- WHAT YOU SHOULD DO -
If a line in the entries below includes the string "above", copy it out.

Content starts

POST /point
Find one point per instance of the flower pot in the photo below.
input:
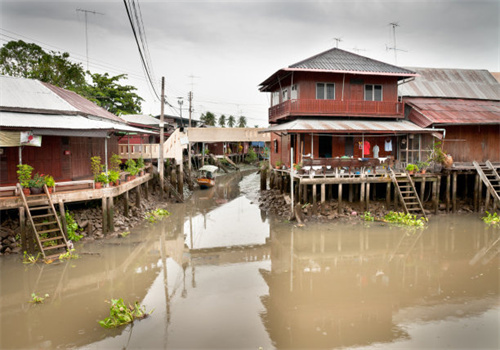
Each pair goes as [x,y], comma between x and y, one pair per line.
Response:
[36,190]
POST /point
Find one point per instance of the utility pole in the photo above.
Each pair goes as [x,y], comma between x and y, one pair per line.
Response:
[161,166]
[86,32]
[190,97]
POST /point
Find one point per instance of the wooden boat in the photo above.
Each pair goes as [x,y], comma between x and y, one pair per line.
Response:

Content ends

- SOLUTION BELOW -
Find one point per instance of the utility pole in the photo above.
Find one point per instance of the wooden boat in the photo above.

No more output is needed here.